**WORK INSTRUCTIONS**
The expected answer holds every line from the first line of the data below through the line containing "positive clicks: (443, 507) (574, 516)", exactly as written, and no other line.

[Collected data entries]

· · · · · · ·

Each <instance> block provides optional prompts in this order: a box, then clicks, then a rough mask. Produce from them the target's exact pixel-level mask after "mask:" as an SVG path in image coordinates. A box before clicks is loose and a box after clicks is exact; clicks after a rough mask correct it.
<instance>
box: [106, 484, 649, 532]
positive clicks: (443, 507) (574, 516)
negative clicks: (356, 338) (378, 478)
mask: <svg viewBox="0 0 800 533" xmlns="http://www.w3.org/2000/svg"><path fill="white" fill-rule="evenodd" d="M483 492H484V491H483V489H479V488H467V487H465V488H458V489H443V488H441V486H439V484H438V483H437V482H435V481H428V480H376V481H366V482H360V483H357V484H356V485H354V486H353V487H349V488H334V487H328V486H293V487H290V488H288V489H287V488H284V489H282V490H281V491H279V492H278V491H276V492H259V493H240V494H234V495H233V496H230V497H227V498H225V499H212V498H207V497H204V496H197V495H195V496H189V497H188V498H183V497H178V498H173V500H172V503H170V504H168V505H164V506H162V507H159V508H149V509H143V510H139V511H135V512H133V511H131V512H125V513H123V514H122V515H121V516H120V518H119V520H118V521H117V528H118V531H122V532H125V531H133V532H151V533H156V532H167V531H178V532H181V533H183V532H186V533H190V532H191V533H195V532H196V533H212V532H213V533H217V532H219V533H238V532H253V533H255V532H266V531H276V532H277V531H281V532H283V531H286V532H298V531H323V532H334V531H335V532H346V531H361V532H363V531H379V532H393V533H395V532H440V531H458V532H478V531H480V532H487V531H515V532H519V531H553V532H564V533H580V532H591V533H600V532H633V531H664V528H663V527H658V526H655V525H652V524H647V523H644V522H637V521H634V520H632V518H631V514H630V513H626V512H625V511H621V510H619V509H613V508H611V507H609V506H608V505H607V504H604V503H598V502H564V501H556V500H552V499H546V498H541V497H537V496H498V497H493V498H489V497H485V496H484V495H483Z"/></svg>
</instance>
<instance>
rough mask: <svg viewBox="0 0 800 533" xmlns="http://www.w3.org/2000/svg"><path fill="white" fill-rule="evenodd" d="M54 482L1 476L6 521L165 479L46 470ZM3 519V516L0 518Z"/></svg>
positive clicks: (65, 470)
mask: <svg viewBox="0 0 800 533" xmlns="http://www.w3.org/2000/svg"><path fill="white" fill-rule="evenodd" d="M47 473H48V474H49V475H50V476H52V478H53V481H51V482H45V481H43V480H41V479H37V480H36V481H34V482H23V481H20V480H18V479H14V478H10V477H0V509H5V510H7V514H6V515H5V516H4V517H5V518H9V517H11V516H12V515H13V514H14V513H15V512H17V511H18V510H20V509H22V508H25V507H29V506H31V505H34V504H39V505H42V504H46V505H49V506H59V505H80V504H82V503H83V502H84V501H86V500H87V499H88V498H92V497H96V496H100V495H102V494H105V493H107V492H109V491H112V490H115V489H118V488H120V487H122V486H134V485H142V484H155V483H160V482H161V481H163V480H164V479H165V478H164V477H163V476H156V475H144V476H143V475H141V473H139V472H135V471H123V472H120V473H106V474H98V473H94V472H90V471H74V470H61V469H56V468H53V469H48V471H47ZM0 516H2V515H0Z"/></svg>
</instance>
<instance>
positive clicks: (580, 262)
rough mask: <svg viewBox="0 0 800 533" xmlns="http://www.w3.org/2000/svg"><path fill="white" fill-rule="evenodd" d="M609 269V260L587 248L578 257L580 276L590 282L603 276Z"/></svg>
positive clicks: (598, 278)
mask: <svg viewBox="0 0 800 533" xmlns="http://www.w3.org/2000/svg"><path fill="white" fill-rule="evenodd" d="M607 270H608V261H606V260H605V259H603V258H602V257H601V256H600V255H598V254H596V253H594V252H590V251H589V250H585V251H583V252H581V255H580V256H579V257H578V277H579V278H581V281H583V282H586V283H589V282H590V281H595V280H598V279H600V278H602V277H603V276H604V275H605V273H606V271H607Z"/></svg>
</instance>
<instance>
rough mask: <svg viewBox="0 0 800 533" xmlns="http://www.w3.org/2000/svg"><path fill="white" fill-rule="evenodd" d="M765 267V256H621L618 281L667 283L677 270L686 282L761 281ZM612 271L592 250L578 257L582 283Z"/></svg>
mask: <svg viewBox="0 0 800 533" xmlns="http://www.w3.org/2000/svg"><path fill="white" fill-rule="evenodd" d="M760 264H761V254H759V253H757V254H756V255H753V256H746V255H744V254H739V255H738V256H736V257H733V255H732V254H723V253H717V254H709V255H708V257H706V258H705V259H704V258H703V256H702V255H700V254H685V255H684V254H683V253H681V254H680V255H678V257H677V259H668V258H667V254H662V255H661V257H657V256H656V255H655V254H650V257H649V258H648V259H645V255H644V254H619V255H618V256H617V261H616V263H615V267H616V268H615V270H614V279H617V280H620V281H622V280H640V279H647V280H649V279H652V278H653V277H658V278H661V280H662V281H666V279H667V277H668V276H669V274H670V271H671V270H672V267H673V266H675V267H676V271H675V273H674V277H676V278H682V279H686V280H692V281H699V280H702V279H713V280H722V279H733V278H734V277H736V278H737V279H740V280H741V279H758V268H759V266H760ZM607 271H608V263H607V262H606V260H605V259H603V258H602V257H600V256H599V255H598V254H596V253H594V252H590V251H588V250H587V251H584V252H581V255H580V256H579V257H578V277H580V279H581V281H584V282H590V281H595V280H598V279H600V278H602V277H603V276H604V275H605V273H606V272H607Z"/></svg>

· · · · · · ·

**ANSWER SECTION**
Each <instance> block provides optional prompts in this order: a box, then clicks, then a rough mask. Produce from them the target's exact pixel-level mask after "mask:" as an SVG path in image coordinates. A box before clicks is loose and a box after clicks is exact; clicks after a rough mask correct it.
<instance>
box: [106, 484, 649, 532]
positive clicks: (443, 507) (574, 516)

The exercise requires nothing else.